▸ **Instrucciones**:
Continúa el texto sobre el vuelo de regreso a Menorca a partir de su última oración.

Vuelvo a Menorca. Repaso, desde el avión, a flashazos, todas las reuniones de redacción que he vivido en los distintos medios por los que he pasado hasta hoy. Despegamos. A veces, en esas reuniones, tensión, rencillas, intereses que van más allá del derecho a la información, opiniones encontradas y todos revueltos: el pelota de turno, el raro, el vago, el líder, el que echa leña al fuego, el que va de frente, el que nunca va de frente, el currante, el gracioso, el periodista de raza (y luego está el jefe). Todos ellos aplicables al artículo femenino excepto (aún y casi siempre) el de jefe. A pesar del oficio, la norma es el buen ambiente, el compañerismo, las bromas entre unos y otros y las palabras: muchas palabras. El mundo de la comunicación suele atraer a gente que gusta del diálogo, del ingenio, de la frase a tiempo, del buen titular, del gesto, de la viñeta.
Imagino entonces la irrupción, en cualquiera de esas reuniones, de dos tipos poseídos por un odio entrenado, armados, vestidos como visten a los muñecos de guerra con los que juegan los niños que tienen juguetes, disparando a bocajarro contra todos, dejando muertos en el suelo, en la mesa, sobre los teclados: un cuerpo inerte al otro lado de un teléfono a medio descolgar. Libretas manchadas de sangre. Sangre manchada de sangre. No comprendo.
A mi lado, viaja un hombre. Va en manga corta a pesar del invierno y tiene el brazo lleno de pelos. No le he visto la cara (es demasiado violento adoptar ese ángulo de visión en distancias tan cortas). No sé por qué pero me irrita: quizás porque está inquieto, despliega la bandeja (y esta pierde inevitablemente su posición vertical), luego la cierra, se remueve en su asiento, tose, busca algo en su bolsa, a sus pies, me da un codazo y solo se calma cuando mira a su tablet y allí logro ver, de reojo, las imágenes de una película en la que juegan al béisbol. Nunca he entendido el asunto de las bases.
Ya veo Mallorca. Asoman sus bordes al otro lado de mi ventanilla. El año pasado la visité y ya la reconozco: soy capaz de ver ciertas huellas que dejé, marcas invisibles para el resto. Las cosas cambian, giran, se revuelcan en el barro y no, no salen airosas. Oigo, durante todo el vuelo, el sonido que sale de la tablet de mi vecino peludo a pesar de sus auriculares y quizá por eso me alegro de que le obliguen a apagar el aparato antes de que acabe la película: de todos modos, cualquiera podría haber adivinado el final.

Datos de localización de objetos mediante lenguaje natural
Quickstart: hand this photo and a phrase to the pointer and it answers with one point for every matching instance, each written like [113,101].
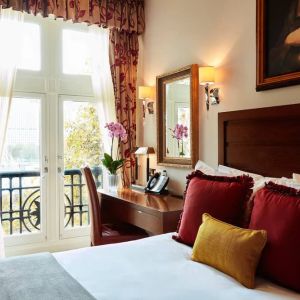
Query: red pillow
[277,210]
[224,198]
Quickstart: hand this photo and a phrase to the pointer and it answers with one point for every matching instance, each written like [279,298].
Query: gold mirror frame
[193,72]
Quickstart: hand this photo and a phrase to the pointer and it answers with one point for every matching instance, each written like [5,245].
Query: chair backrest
[94,205]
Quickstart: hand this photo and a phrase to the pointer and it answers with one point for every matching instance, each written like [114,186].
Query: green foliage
[83,139]
[112,165]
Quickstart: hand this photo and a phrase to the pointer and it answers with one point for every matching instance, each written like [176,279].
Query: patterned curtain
[123,54]
[125,15]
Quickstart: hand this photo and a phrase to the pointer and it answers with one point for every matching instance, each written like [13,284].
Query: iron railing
[20,199]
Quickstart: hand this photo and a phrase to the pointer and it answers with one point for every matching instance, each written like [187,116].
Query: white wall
[208,32]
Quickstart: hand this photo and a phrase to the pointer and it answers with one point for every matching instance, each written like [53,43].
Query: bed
[159,267]
[156,268]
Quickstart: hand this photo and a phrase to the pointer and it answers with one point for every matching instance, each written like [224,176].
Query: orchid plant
[179,133]
[116,131]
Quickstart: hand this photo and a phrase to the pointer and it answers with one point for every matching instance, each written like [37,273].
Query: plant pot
[113,182]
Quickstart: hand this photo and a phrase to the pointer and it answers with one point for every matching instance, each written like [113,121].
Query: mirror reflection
[177,116]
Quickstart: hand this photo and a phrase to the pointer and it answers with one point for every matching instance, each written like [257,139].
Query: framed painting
[278,43]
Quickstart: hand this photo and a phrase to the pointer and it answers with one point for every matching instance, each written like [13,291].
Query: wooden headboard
[264,141]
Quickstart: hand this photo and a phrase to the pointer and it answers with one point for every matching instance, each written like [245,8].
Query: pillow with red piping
[276,209]
[224,198]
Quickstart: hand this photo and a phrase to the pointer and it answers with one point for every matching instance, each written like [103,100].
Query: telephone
[157,183]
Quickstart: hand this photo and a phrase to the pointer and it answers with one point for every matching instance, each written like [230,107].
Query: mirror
[177,113]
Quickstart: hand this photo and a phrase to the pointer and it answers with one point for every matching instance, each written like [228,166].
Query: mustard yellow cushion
[230,249]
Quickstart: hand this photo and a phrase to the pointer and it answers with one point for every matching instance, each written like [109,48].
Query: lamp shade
[145,92]
[206,75]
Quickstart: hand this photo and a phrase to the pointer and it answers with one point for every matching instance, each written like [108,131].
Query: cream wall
[207,32]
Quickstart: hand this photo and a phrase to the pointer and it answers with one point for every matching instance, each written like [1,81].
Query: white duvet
[156,268]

▸ **Tu respuesta**:
Aterrizamos. Bajo la escalerilla del avión y la humedad me recuerda que estoy en casa. Me toca esperar el autobús cuarenta y dos minutos para llegar a mi coche, aparcado en cualquier calle: no sé si seré capaz de recordar en cuál. Al día siguiente me entero de que la ruta del aeropuerto a Maó va a ampliar horarios y que pasará cada media hora todo el año. Una buena noticia, ahora solo falta que circulen siempre que haya vuelos operativos, y que se pueda conectar, además, con el bus que va en dirección a Ciutadella (o que algunos de los autobuses que cubren el trayecto entre Maó y Ciutadella, con el resto de pueblos entre medias, hagan parada también en el aeropuerto, aunque eso, ya lo he dicho, sería un milagro para los que vivimos aquí: los turistas no esperarían menos).
Me pongo al día. Las obras que atentan contra la Reserva de la Biosfera siguen su curso en la carretera general. Menorca vuelve a protestar por la Ley Mordaza, esa que pretende recortar (por recortar que no quede) derechos fundamentales. Estoy allí sin estar.
La libertad de expresión es (presuntamente) sagrada para los países occidentales: el Partido Popular que ha promovido esta ley arcaica desde su mayoría absolutista para intentar criminalizar las protestas a base de multas defendió, seguro, a ultranza (como defienden lo suyo), la libertad de expresión tras la matanza de «Charlie Hebdó». Cuánta hipocresía.
Vuelvo entonces adonde nunca he estado: a París. Tal vez durante los próximos años volvamos todos muchas veces a París, a la redacción ensangrentada de esa publicación satírica que contó con un puñado de profesionales que ahora están muertos y que pretendía (y pretenderá) meter el dedo en la llaga. Las religiones están llenas de llagas. Me entero (justo antes de enviar este texto) de que cientos de personas (hablan de 2.000 seres humanos) han sido asesinadas por el grupo terrorista Boko Haram en Nigeria. No hay manifestaciones en Occidente al respecto. Es enero y aquí, en la Isla, parece verano. Sigo sin comprender pero intuyo que ninguna bala (ninguna mordaza) nos hará callar.